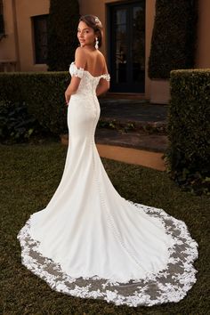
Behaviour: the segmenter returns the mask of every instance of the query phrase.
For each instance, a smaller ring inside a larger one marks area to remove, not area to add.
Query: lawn
[[[103,159],[118,192],[134,202],[164,208],[183,220],[199,245],[198,281],[178,303],[154,307],[115,306],[105,301],[56,293],[20,263],[17,233],[31,214],[44,208],[57,188],[67,148],[56,141],[0,145],[0,313],[201,315],[210,311],[208,220],[210,198],[181,191],[166,173]]]

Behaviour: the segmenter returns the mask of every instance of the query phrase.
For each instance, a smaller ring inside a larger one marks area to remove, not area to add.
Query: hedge
[[[168,171],[179,184],[209,192],[210,69],[174,70],[170,84]]]
[[[166,79],[170,71],[194,66],[198,0],[157,0],[149,77]]]
[[[0,74],[0,101],[25,103],[28,113],[53,134],[66,133],[65,90],[69,83],[67,72]]]

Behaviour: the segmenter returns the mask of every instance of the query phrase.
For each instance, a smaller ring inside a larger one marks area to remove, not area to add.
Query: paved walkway
[[[166,125],[167,105],[150,104],[141,100],[101,99],[101,118],[133,122],[141,125]]]
[[[100,100],[101,120],[119,123],[126,126],[135,125],[135,130],[100,128],[96,130],[96,142],[99,144],[134,148],[153,152],[164,152],[167,147],[167,137],[161,128],[166,125],[167,106],[150,104],[140,100]],[[149,127],[150,133],[143,128]],[[158,128],[158,133],[153,128]]]

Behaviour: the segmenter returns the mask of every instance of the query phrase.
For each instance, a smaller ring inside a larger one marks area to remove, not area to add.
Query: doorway
[[[144,93],[145,0],[108,5],[110,92]]]

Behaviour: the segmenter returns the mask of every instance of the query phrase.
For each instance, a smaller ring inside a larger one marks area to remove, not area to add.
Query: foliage
[[[64,92],[69,81],[67,72],[0,74],[0,101],[24,102],[28,113],[44,129],[56,135],[65,133],[68,128]]]
[[[149,60],[150,78],[169,78],[170,71],[194,65],[198,0],[157,0]]]
[[[47,27],[47,65],[50,71],[65,71],[74,61],[78,45],[77,0],[51,0]]]
[[[25,104],[0,102],[0,141],[26,141],[38,128],[37,121],[28,115]]]
[[[182,187],[210,192],[210,69],[171,72],[168,172]]]

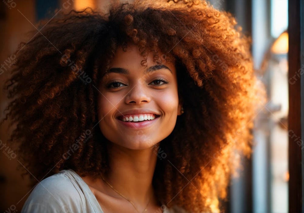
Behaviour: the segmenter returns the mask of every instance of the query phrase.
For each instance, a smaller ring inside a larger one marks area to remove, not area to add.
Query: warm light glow
[[[275,41],[271,47],[271,51],[275,54],[284,54],[288,52],[288,33],[284,32]]]
[[[289,180],[289,171],[287,171],[285,173],[285,180],[284,180],[286,182]]]
[[[87,7],[95,8],[94,0],[74,0],[74,8],[76,10],[81,10]]]

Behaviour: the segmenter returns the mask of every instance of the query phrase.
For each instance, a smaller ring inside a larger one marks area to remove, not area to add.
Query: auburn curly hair
[[[265,102],[250,39],[230,14],[207,2],[139,1],[113,3],[106,14],[90,8],[60,13],[20,44],[4,88],[12,100],[2,123],[10,117],[16,124],[9,141],[39,180],[69,168],[100,176],[109,170],[109,156],[105,138],[94,127],[95,87],[118,47],[137,45],[143,66],[148,51],[159,63],[160,50],[174,59],[185,112],[160,141],[167,157],[157,160],[156,197],[169,208],[218,212],[240,156],[251,152],[253,119]]]

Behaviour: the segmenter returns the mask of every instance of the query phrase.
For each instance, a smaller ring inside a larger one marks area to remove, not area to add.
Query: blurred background
[[[228,199],[223,205],[227,212],[288,212],[288,135],[292,135],[288,127],[288,86],[299,83],[299,75],[288,77],[288,0],[210,2],[215,8],[232,13],[244,33],[251,38],[254,68],[266,86],[270,100],[255,118],[253,154],[243,160],[239,176],[231,177]],[[39,33],[36,24],[40,20],[55,17],[60,11],[88,6],[105,10],[109,3],[106,0],[3,0],[0,2],[0,86],[8,77],[6,69],[14,63],[12,53],[20,42],[31,39],[27,32]],[[3,112],[6,101],[3,94],[0,96]],[[3,144],[9,131],[5,123],[1,127]],[[20,212],[31,189],[26,185],[28,180],[22,179],[16,169],[22,163],[4,148],[0,162],[0,212]]]

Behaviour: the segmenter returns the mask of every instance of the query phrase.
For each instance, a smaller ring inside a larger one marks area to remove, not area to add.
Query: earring
[[[181,114],[184,113],[184,107],[182,106],[181,107]]]

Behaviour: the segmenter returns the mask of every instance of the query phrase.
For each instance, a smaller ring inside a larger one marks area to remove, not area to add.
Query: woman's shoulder
[[[63,170],[44,179],[35,187],[21,212],[74,212],[83,208],[85,199],[79,183]]]

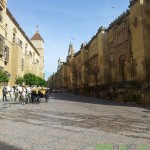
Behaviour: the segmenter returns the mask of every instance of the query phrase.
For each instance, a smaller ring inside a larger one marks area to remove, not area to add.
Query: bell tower
[[[38,26],[37,26],[37,28],[38,28]],[[39,56],[39,76],[41,78],[44,78],[44,40],[41,37],[38,29],[37,29],[36,33],[33,35],[33,37],[31,38],[31,42],[40,54],[40,56]]]

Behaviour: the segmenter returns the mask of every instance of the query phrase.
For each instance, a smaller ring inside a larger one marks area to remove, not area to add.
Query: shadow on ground
[[[114,105],[114,106],[127,106],[127,107],[141,107],[145,108],[135,102],[117,102],[113,100],[100,99],[95,97],[87,97],[83,95],[74,95],[70,93],[52,93],[50,99],[64,100],[64,101],[75,101],[82,103],[92,103],[100,105]],[[149,109],[149,108],[147,108]]]
[[[8,145],[4,142],[0,142],[0,150],[22,150],[22,149],[17,148],[13,145]]]

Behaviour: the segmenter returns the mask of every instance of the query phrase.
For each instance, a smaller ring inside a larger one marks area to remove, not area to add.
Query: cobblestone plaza
[[[0,150],[149,150],[150,110],[68,93],[0,101]]]

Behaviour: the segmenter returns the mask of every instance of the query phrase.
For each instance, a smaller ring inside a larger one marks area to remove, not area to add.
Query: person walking
[[[14,101],[14,87],[11,87],[9,93],[10,93],[10,101]]]
[[[3,87],[3,101],[4,101],[4,99],[5,99],[5,101],[7,101],[7,87],[6,86],[4,86]]]

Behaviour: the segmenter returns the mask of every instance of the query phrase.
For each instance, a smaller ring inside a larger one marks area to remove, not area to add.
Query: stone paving
[[[40,104],[0,101],[0,150],[112,147],[150,150],[150,110],[68,93]]]

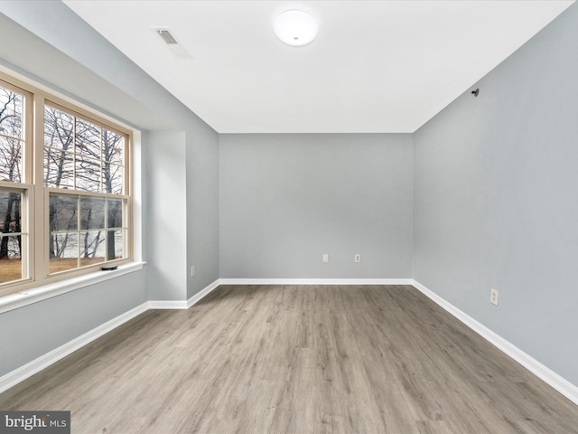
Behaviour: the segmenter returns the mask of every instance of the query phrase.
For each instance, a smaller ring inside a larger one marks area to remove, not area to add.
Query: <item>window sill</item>
[[[97,271],[0,297],[0,314],[137,271],[142,269],[144,264],[145,262],[130,262],[119,265],[118,269],[113,271]]]

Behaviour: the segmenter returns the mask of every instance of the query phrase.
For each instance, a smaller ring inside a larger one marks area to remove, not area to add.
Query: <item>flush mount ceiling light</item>
[[[275,34],[287,45],[306,45],[317,36],[315,18],[303,11],[292,9],[277,16],[273,23]]]

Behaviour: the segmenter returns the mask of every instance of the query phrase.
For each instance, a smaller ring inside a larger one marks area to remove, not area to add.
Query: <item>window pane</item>
[[[90,157],[97,160],[100,156],[100,130],[99,127],[76,120],[76,155],[82,157]]]
[[[100,162],[77,156],[76,188],[85,192],[100,192]]]
[[[78,203],[79,200],[75,196],[51,194],[51,232],[78,229]],[[57,250],[51,251],[51,254],[58,256]]]
[[[102,130],[102,158],[115,165],[123,165],[125,152],[125,137],[117,133]]]
[[[105,228],[105,200],[98,197],[80,198],[80,229]]]
[[[80,267],[105,261],[104,231],[87,231],[80,237]]]
[[[124,230],[107,231],[107,260],[125,258],[124,233]]]
[[[79,267],[78,232],[52,233],[51,234],[50,243],[51,273],[77,269]]]
[[[0,181],[22,182],[22,141],[0,136]]]
[[[108,199],[107,201],[107,228],[123,227],[123,202],[120,199]]]
[[[7,253],[7,256],[0,258],[0,283],[24,278],[22,269],[22,243],[25,242],[25,235],[0,236],[0,250]]]
[[[104,183],[104,193],[114,193],[122,194],[124,191],[123,179],[125,177],[124,167],[122,165],[105,163],[102,167],[102,176]]]
[[[68,152],[44,148],[44,185],[74,188],[73,158]]]
[[[22,231],[22,193],[0,191],[0,232]],[[3,250],[4,249],[4,250]],[[5,244],[0,249],[0,259],[7,256]]]
[[[0,134],[23,138],[23,96],[0,87]]]
[[[44,146],[72,152],[74,118],[53,107],[44,107]]]

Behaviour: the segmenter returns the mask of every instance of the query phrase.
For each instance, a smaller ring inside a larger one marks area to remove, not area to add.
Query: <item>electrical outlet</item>
[[[497,289],[489,290],[489,302],[492,305],[498,306],[498,290]]]

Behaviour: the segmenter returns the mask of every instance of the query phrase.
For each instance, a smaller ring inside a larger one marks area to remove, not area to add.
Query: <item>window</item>
[[[0,80],[0,296],[131,259],[130,144],[98,114]]]

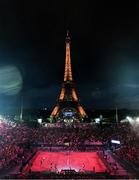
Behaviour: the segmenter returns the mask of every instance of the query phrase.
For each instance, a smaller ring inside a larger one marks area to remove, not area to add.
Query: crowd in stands
[[[113,151],[122,159],[139,165],[138,137],[129,124],[111,127],[28,127],[24,123],[0,121],[0,171],[13,165],[24,164],[35,152],[38,143],[63,145],[69,143],[76,148],[86,144],[105,144],[111,139],[121,142]]]

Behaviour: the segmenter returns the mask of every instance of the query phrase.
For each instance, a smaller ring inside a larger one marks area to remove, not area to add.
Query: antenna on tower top
[[[69,30],[67,30],[66,42],[70,41]]]

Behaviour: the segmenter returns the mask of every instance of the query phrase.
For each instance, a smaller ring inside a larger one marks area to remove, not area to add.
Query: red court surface
[[[96,152],[45,152],[39,151],[32,162],[31,171],[60,172],[73,169],[76,172],[104,172],[106,167]]]

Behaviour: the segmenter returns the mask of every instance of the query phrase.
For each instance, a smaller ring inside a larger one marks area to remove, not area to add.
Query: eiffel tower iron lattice
[[[64,82],[62,84],[58,102],[51,113],[51,117],[81,120],[87,117],[87,114],[80,104],[79,97],[73,82],[70,42],[69,32],[67,31]]]

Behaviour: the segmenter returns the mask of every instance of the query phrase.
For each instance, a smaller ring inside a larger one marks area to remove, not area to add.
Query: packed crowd
[[[135,165],[139,165],[138,137],[129,124],[111,127],[31,128],[26,124],[0,123],[0,170],[25,163],[36,150],[38,143],[72,147],[87,144],[105,144],[111,139],[121,142],[114,152]]]

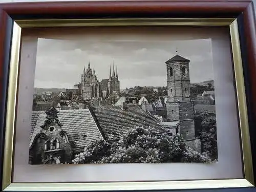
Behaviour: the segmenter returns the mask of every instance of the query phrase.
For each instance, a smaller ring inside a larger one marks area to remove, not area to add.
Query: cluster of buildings
[[[74,90],[78,90],[77,93],[90,104],[79,107],[75,101],[78,106],[76,110],[52,107],[32,111],[29,163],[70,163],[75,154],[83,152],[92,141],[103,139],[115,142],[136,126],[151,126],[171,135],[179,133],[187,145],[201,152],[200,140],[195,135],[189,62],[178,54],[165,62],[168,96],[160,97],[154,103],[149,103],[144,97],[139,100],[135,97],[119,97],[117,70],[115,71],[113,67],[109,78],[99,81],[89,63],[86,71],[83,69],[81,82]],[[213,95],[205,92],[201,99],[211,99]],[[112,102],[113,98],[116,101]],[[106,99],[110,100],[104,104]],[[95,104],[93,100],[97,101]]]

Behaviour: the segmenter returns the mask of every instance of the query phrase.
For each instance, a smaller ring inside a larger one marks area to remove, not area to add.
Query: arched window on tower
[[[52,142],[52,150],[57,150],[59,148],[59,142],[58,139],[55,139]]]
[[[48,140],[45,143],[45,150],[50,151],[51,150],[51,141]]]
[[[170,68],[170,76],[172,76],[173,75],[173,68]]]
[[[95,85],[95,97],[97,97],[98,96],[98,84],[96,84]]]
[[[182,76],[183,77],[186,76],[186,67],[182,67]]]
[[[92,84],[92,96],[94,97],[94,90],[95,90],[94,88],[94,85]]]

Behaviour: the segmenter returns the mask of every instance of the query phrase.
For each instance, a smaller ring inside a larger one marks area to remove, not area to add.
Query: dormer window
[[[59,140],[57,139],[55,139],[52,141],[52,150],[57,150],[59,148]]]
[[[45,151],[51,150],[51,141],[49,140],[47,141],[46,141],[45,144]]]
[[[173,75],[173,68],[170,68],[170,76],[172,77]]]
[[[51,126],[49,128],[49,131],[50,132],[53,132],[55,130],[55,128],[53,126]]]
[[[182,76],[183,77],[185,77],[186,76],[186,67],[182,67]]]

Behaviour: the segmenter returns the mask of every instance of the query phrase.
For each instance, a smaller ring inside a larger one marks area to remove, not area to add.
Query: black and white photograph
[[[218,162],[211,39],[37,48],[29,164]]]

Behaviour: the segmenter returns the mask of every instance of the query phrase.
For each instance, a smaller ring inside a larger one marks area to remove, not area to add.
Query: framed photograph
[[[2,190],[254,187],[252,9],[0,4]]]

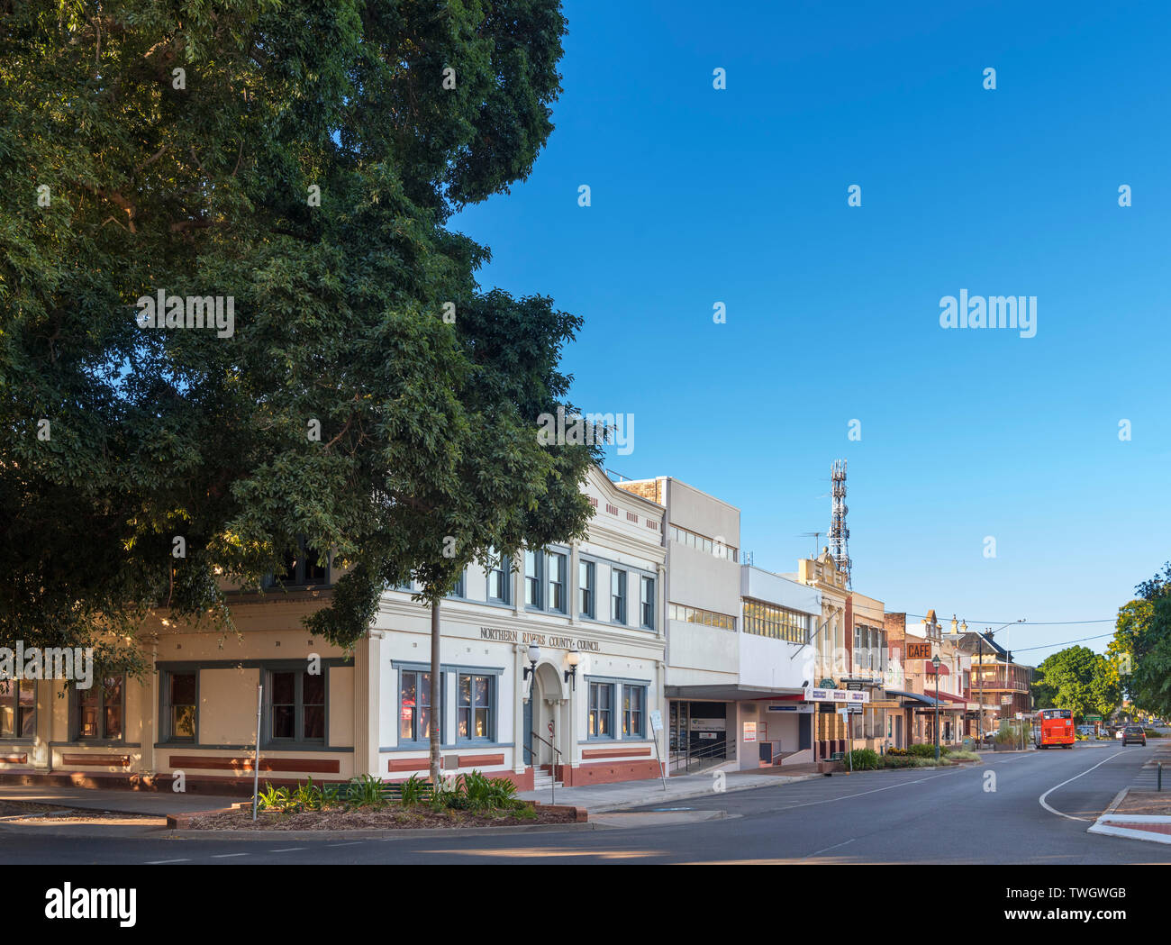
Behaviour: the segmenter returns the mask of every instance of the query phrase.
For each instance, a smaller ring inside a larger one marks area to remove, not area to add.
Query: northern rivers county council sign
[[[502,626],[481,626],[480,639],[497,639],[501,643],[535,643],[537,646],[552,646],[555,650],[581,650],[587,653],[600,653],[602,646],[595,639],[577,637],[555,637],[552,634],[518,632]]]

Compito: Riscrivi il tratto che va dall'inizio delle voci fino alla riga che contiene "Query: lawn", sostituendo "mask" con "outline" e lasciando invariato tutto il resto. Non includere le immagini nella risposta.

Risposta all'esercizio:
Behaviour: the segmenter returns the outline of every instance of the query phrase.
For each instance, a smaller ring inside a larger one marks area to remove, not area to add.
Query: lawn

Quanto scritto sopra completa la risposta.